* [What the task requires] Copy out every line of the records below, word for word.

Records in a dataset

+++

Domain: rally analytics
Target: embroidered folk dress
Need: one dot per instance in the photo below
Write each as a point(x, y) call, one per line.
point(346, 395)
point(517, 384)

+++

* [Answer to this task]
Domain: rally analytics
Target: embroidered folk dress
Need: one dot per instance in the photo below
Write each as a point(x, y) call, one per line.
point(346, 395)
point(517, 384)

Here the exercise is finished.